Reading text:
________________________________________

4D Visual Pre-training for Robot Learning¶

Conference: ICCV 2025 arXiv: 2508.17230 Code: https://github.com/JackHck/FVP Area: 3D Vision / Robot Learning Keywords: Point cloud pre-training, diffusion models, imitation learning, 3D representation learning, robot manipulation

TL;DR¶

FVP formulates 3D visual pre-training as a next-point-cloud-prediction problem, training a conditional diffusion model to predict the current-frame point cloud from historical-frame point clouds. This approach achieves a 28% average success rate improvement over DP3 across 12 real-world manipulation tasks, establishing a new state of the art.

Background & Motivation¶

Existing robot visual representation learning predominantly relies on 2D image pre-training (e.g., R3M, MVP, VC-1), neglecting the inherently 3D nature of the physical world.
3D point clouds have demonstrated superior efficiency and generalization over 2D images as visual inputs for robot manipulation (e.g., DP3, RISE).
However, large-scale 3D data is scarce on the internet, making it difficult to train general-purpose 3D representations from web data as done in the 2D domain.
Existing 3D pre-training methods (contrastive learning, masked reconstruction) do not sufficiently exploit temporal information for understanding robot motion dynamics.

________________________________________

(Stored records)
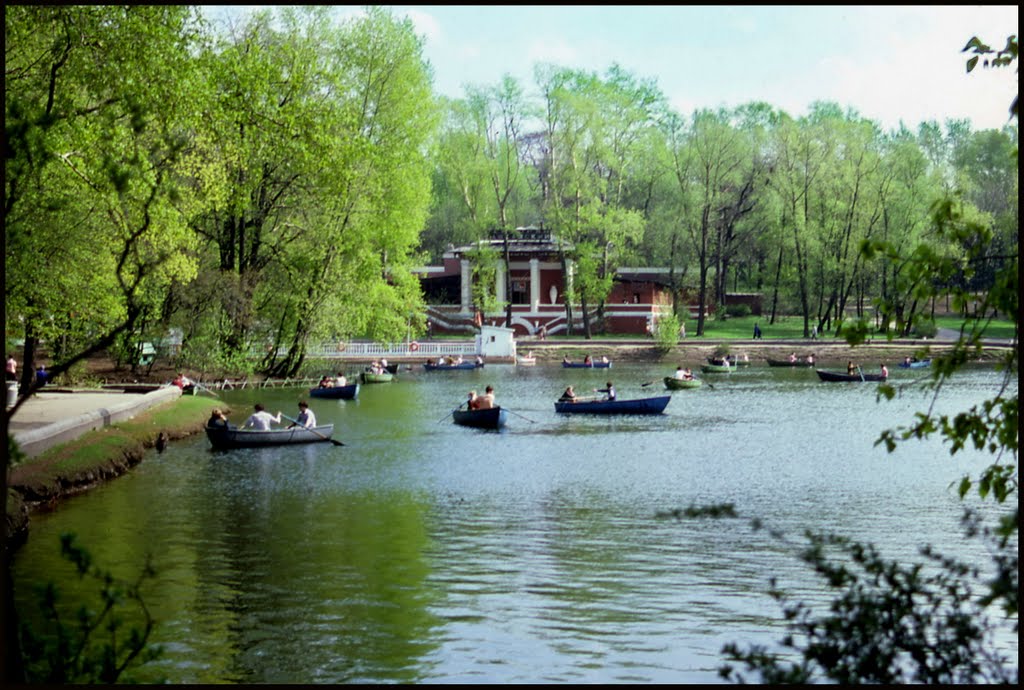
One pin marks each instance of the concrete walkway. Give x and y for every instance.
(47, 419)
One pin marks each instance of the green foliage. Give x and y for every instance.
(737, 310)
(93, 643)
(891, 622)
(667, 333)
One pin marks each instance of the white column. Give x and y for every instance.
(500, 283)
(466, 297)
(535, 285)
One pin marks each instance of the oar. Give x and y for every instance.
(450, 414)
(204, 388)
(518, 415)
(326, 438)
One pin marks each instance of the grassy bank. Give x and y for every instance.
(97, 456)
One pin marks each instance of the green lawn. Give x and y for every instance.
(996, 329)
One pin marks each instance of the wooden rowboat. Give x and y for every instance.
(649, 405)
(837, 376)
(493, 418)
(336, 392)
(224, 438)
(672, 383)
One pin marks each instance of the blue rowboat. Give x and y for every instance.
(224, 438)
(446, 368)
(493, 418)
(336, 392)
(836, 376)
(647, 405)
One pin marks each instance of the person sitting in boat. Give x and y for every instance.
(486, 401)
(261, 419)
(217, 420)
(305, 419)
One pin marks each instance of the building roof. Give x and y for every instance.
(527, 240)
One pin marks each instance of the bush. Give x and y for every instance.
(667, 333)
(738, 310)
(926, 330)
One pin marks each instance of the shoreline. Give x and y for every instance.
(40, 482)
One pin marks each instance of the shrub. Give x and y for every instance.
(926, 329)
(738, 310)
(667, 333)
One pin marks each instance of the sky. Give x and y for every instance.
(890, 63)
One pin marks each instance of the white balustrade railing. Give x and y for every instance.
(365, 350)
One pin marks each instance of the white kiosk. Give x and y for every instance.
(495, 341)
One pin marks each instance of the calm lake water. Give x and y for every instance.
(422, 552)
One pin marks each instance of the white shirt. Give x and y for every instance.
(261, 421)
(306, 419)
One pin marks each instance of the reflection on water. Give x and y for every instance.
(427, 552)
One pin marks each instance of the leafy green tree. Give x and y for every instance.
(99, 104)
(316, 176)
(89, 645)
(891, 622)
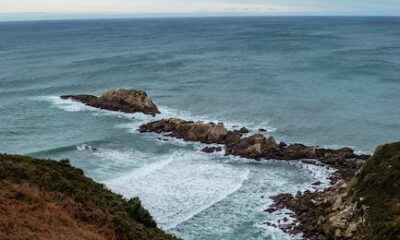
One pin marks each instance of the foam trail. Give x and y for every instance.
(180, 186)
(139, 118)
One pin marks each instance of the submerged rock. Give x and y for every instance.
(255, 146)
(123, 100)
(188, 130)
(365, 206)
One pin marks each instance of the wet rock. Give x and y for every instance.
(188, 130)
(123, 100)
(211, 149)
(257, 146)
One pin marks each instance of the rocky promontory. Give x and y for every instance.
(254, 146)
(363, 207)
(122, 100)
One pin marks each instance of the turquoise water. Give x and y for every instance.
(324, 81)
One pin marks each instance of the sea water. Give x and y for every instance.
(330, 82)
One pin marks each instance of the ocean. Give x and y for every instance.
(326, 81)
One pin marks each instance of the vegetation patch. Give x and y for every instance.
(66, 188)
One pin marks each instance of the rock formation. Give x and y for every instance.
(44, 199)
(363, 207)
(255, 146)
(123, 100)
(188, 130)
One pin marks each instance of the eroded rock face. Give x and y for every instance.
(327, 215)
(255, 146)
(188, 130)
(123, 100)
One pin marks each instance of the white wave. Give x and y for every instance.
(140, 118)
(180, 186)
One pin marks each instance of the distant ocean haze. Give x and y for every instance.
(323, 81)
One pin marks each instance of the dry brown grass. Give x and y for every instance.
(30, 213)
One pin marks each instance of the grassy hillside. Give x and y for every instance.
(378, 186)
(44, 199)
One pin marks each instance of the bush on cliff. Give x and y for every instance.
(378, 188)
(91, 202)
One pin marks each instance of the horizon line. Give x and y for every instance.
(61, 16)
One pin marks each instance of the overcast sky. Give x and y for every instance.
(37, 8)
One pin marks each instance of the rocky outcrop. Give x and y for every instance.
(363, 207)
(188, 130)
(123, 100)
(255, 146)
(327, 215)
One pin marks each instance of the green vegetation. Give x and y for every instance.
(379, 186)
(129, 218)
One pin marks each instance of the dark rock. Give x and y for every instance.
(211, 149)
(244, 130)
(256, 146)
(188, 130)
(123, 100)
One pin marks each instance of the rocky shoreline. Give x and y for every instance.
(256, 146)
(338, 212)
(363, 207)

________________________________________

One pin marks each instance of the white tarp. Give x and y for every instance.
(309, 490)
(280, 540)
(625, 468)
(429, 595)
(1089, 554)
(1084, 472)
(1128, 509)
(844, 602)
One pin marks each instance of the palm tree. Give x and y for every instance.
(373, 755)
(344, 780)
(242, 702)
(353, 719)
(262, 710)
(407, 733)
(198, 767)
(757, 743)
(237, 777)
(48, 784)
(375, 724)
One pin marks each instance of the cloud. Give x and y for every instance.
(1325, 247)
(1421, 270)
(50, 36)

________________________________________

Written task 1:
Answer these questions using the text on 4D visual pre-training for robot learning:
(a) What average success rate improvement over DP3 does FVP achieve, and across how many real-world manipulation tasks?
(b) Which 2D image pre-training methods are given as examples?
(c) Which two existing 3D pre-training methods are said not to exploit temporal information sufficiently?
Written task 2:
Recast the paragraph beginning "FVP formulates 3D visual pre-training" from the text on 4D visual pre-training as a short bulleted list that keeps its main facts.
Written task 3:
Carry on the text on 4D visual pre-training for robot learning from its last sentence, keeping its tone and format.

Exercise output 1:
(a) A 28% average improvement, across 12 real-world manipulation tasks.
(b) R3M, MVP and VC-1.
(c) Contrastive learning and masked reconstruction.

Exercise output 2:
- FVP treats 3D visual pre-training as a next-point-cloud-prediction problem.
- It trains a conditional diffusion model to predict the current-frame point cloud from historical-frame point clouds.
- Across 12 real-world manipulation tasks, it raises the average success rate by 28% over DP3, setting a new state of the art.

Exercise output 3:
Core Problem¶

How can a general-purpose 3D visual pre-training method be designed to improve robot manipulation performance in the absence of large-scale 3D data?
How should the pre-training objective be designed so that the visual encoder learns the dynamic changes of the physical environment and robot motion characteristics?
Can the pre-training framework generalize across different 3D encoders, datasets, robot platforms (single-arm / dual-arm / humanoid), and large VLA models?

Method¶

Overall Architecture¶

FVP (4D Visual Pre-training) formulates the visual pre-training objective as next-point-cloud-prediction. The pipeline consists of two stages: 1. Pre-training stage: A 3D visual encoder maps the previous-frame point cloud $o_{t-1}$ to a latent representation $\mathbf{z}$, which then conditions a point cloud diffusion model to iteratively denoise Gaussian noise into the current-frame point cloud $o_t$. 2. Downstream fine-tuning: The pre-trained 3D visual encoder replaces the encoder in a downstream imitation learning method (e.g., DP3, RISE) and is fine-tuned end-to-end.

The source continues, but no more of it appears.